_Texto de la página_.
################
Es decir, aunque el culto cristiano se caracterizase por su sencillez, en parte
por las necesidades de los primeros tiempos (como, p. ej., a veces, la
clandestinidad) y en parte por su propia esencia y para mostrar la independencia
y distinción de la Ley Nueva, que superaba a la Vieja Ley, se tenía conciencia
de la necesidad y conveniencia de mostrar externamente su valor sacro y su
dignidad con alguna vestidura especial para los sacerdotes, que resaltase su
función específica, y con el porte y orden adecuado de todos los fieles (velo de
las mujeres, cabeza descubierta de los hombres, limpieza, etc.). Lo cual, al
mismo tiempo, es una muestra de amor y reverencia a Dios y a los dones que de Él
nos llegan a través de la Liturgia, es decir, de los sacramentos (v.); es una
forma necesaria de manifestar con lo material la actitud espiritual interna
hacia Dios, que abarca toda la vida, igual que es necesario manifestarla con la
actitud y los gestos (V. GESTOS Y ACTITUDES LITÚRGICAS). Dentro de este espíritu
y de esta práctica, cuidaban también los primeros cristianos que los clérigos se
distinguiesen más por la doctrina, conversación y pureza de mente que por el
vestido o el ornato (carta de Celestino I en 428 a algunos obispos de las Galias
censurando novedades extrañas adoptadas en el vestido por algunos clérigos: PL
67,724). Y diversos testimonios muestran que todo esto no varió después de la
paz constantiniana, sino que se conservó. A. S. Agustín le bastaba una túnica
línea para debajo y el byrrus para encima, como los clérigos que convivían con
él (Sermo 356,13). Diversas representaciones y testimonios de los s. iv-vi así
lo muestran (un fresco del cementerio de Calixto, del s. VI, representa a los
papas Sixto II y Cornelio con dalmática, planeta y manto, esta última era prenda
sólo eclesiástica; Líber Pontificalís, ed. Duchesne, 1,154, señala algunas
vestiduras especiales para la liturgia a principios del s. VI).
################
_Datos proporcionados_.

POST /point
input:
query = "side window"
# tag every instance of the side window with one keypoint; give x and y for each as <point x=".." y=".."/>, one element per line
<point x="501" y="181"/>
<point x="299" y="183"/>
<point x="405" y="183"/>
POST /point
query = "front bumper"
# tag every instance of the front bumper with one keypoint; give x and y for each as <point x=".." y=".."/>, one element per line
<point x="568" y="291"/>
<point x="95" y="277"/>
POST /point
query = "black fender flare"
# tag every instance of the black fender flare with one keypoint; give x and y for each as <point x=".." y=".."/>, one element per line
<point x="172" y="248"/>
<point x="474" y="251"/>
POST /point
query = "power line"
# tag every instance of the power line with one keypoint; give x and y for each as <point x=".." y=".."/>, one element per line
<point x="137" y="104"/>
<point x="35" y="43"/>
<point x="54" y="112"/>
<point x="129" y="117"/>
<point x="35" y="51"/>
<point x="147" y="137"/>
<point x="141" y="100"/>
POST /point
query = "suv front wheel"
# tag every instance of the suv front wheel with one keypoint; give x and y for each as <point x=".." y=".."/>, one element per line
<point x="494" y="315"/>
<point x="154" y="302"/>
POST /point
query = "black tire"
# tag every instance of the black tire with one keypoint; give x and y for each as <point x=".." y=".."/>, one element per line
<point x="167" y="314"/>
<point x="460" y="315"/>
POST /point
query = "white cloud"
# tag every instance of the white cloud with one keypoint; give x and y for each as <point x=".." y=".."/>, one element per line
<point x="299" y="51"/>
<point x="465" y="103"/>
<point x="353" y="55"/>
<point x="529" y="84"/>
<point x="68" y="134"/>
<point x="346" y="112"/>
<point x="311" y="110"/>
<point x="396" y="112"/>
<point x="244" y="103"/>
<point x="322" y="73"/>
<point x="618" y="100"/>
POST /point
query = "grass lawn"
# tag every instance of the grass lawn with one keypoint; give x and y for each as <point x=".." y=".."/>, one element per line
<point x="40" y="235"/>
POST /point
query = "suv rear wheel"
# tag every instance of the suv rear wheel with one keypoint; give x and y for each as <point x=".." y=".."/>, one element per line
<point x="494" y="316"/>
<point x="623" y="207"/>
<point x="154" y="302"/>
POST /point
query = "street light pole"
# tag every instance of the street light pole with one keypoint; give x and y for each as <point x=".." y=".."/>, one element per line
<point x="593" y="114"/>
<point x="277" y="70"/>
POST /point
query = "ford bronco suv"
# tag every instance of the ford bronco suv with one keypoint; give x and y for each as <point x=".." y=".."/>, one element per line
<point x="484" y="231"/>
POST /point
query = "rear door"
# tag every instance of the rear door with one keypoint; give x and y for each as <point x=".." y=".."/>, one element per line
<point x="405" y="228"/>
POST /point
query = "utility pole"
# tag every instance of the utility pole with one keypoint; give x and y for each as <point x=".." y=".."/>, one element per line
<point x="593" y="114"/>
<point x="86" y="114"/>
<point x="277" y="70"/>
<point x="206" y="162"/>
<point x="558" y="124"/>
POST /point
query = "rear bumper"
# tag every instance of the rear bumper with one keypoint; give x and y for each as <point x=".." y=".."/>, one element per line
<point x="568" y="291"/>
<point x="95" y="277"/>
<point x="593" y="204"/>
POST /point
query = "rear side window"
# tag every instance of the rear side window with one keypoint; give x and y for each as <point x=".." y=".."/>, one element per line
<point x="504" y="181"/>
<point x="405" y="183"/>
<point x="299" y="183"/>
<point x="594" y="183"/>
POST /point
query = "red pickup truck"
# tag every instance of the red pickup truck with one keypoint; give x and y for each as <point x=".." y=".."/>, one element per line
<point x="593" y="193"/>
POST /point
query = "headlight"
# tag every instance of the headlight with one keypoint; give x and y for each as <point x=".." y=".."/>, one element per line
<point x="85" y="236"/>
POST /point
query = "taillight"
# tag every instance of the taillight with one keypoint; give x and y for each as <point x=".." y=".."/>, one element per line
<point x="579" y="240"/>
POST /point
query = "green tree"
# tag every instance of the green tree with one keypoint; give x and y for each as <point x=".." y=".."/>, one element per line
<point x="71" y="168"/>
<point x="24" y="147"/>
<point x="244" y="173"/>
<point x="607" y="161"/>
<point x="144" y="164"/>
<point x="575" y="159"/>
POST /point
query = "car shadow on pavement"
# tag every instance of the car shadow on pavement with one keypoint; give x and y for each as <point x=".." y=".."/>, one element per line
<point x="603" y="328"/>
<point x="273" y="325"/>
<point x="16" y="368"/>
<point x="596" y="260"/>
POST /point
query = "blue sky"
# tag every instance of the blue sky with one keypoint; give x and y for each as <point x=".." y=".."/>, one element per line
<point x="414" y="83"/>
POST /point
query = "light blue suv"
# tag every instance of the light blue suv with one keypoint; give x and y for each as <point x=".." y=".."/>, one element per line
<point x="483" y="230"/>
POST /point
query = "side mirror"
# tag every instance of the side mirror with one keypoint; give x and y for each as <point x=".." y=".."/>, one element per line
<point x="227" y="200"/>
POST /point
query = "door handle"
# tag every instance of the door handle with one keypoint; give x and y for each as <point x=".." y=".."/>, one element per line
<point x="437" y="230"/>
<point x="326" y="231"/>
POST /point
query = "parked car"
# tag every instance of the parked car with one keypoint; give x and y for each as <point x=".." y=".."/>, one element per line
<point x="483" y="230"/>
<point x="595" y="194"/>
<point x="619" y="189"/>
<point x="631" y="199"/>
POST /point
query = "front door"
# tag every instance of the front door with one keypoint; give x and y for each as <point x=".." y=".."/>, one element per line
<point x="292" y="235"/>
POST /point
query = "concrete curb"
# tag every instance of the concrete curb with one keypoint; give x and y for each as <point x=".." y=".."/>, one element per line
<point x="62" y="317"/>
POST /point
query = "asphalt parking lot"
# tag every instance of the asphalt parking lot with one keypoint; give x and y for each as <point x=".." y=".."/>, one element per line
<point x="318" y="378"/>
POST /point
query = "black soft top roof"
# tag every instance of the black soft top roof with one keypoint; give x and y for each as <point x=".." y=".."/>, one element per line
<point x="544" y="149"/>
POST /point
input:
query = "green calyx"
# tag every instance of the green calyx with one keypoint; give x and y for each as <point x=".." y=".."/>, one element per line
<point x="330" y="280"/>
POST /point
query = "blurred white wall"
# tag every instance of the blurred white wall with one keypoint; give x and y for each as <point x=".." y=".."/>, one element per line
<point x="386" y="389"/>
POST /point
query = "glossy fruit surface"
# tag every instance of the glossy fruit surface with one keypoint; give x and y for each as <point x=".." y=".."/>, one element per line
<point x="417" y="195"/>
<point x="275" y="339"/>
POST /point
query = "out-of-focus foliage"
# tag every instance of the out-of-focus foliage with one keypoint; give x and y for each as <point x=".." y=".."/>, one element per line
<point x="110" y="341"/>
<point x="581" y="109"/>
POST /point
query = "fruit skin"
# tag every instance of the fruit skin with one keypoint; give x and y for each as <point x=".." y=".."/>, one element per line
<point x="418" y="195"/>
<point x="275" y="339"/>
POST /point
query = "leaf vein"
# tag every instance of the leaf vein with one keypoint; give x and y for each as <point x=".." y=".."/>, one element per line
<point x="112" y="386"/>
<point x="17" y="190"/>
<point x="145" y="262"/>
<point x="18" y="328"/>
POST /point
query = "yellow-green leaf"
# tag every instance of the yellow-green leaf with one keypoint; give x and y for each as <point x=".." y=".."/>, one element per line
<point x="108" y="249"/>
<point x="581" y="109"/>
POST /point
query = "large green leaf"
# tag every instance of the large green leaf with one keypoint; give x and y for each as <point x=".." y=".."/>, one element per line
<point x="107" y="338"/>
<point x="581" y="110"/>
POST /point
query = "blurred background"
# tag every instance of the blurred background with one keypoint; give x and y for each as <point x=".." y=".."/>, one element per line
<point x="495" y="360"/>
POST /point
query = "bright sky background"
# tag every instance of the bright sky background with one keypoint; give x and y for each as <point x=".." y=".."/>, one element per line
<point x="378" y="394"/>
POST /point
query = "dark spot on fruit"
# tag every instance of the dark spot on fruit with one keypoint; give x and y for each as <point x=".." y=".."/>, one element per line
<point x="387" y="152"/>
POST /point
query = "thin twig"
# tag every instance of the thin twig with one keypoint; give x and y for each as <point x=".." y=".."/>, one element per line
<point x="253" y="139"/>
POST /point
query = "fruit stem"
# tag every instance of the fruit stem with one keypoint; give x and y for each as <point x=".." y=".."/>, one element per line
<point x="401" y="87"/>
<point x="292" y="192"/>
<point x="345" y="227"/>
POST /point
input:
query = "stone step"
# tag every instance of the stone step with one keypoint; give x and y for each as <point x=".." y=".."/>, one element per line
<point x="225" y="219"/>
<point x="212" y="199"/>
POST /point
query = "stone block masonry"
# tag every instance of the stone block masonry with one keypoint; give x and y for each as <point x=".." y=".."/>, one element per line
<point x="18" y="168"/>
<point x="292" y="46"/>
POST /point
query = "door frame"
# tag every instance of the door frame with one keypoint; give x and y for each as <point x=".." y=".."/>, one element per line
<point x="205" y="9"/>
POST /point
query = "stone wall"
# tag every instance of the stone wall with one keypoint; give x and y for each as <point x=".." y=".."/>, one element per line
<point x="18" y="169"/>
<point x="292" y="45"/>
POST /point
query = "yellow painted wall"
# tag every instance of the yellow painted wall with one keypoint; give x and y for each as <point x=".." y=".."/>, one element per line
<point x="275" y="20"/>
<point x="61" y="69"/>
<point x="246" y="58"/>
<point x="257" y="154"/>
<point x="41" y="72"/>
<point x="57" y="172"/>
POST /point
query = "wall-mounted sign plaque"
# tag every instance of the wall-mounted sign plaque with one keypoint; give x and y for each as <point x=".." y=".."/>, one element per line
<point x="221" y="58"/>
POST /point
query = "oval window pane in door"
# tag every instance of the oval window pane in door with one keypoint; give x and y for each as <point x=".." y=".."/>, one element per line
################
_Conjunto de tareas_.
**1)** Enumera todas las prendas de vestir que se nombran en el texto sobre el culto cristiano.
**2)** Muestra cada línea de los registros que contenga la cadena "lawn", distinguiendo entre mayúsculas y minúsculas.

_Respuestas por tarea_.
**1)**
- velo
- túnica
- byrrus
- dalmática
- planeta
- manto

**2)**
query = "grass lawn"
# tag every instance of the grass lawn with one keypoint; give x and y for each as <point x=".." y=".."/>, one element per line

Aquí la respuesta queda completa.